• _Description of the task_
Continue the personal account of "Protectionism" signs and a wife's secret bank accounts, starting right after its final sentence.

When dealing with a social path one must ALWAYS remember and look for those signs that are what I call "Protectionism"...
Here are the (real life) signs I endured;
My comments to the above: My wife has what I call "Escape-ability Issues"... When one looks at her history, funding her "escape" from day one is key. They will bankroll their plan by skimming a few dollars here or there. What my wife did was to take full advantage of my lazy and uninterested attitude in what bills needed to be paid, how much was being deposited or taken out of the accounts. For me, as long as the bills were paid and no bill collectors calling - I was fine. This was the key for her. While both our pay checks were deposited into the same account it didn't take long for her to open another account in another State (Usually where a relative or Friend lives). From there, she would take a few hundred dollars and U.S. MAIL it to that friend to deposit into the "secret" account. Soon as I was to learn she actually had 5 bank accounts.

[Point-per-instance localization data]
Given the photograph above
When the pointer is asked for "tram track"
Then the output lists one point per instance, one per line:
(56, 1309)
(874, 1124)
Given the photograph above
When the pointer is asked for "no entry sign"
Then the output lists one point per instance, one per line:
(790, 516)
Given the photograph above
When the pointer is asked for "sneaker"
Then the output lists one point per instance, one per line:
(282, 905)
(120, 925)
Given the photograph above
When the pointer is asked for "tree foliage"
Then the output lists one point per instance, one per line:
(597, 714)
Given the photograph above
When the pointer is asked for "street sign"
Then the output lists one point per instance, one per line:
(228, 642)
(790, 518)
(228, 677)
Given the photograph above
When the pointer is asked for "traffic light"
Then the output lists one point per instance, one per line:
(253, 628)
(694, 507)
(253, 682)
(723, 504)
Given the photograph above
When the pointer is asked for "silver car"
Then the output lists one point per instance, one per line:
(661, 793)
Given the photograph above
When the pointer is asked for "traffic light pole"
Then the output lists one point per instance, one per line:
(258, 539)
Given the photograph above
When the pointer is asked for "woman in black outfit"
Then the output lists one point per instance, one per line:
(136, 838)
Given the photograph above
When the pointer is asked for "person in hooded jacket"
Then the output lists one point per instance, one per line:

• _Result for this exercise_
As our divorced neared, I began to check the bank statements.As my trust in her built, the bank accounts were created. By the last 4 years of our marriage those bank statements showed my 2 checks per month being deposited and only one of hers (because she knew my habits of never checking) What really gave this away were the many Post office Receipts I found from many Post Offices around her job, where we shopped and a few near us but nearly all the receipts continued to show the same amount ($1.06) and certified mail. It was the weight of these envelopes that were all the same...In a test, I mailed myself a check to my house from one of the same post offices she used. The weight and cost was exactly what showed on those receipts. I then asked for the cost to States using the same method she mailed to (California, N.C., PA.) and it was the exact same for the weight.
Lastly, Watch for those (seemingly) innocent trips. In my Case just two months before we were to be married, her Mother was in NYC, just a few hours from where we lived yet, she met up with her Mother but....Advised me it was a "Girl meeting"....Like, WTF? We're getting married in two months, I never met her Mother and this was a great chance (Her mother lived in California)...Yet, she didn't want me to meet her.
In another instance, her "Best Friend" was getting married but only the wife was invited....I later found the invitation with both our names. Her "Best Friend" was also the person she was sending checks to deposit to for years.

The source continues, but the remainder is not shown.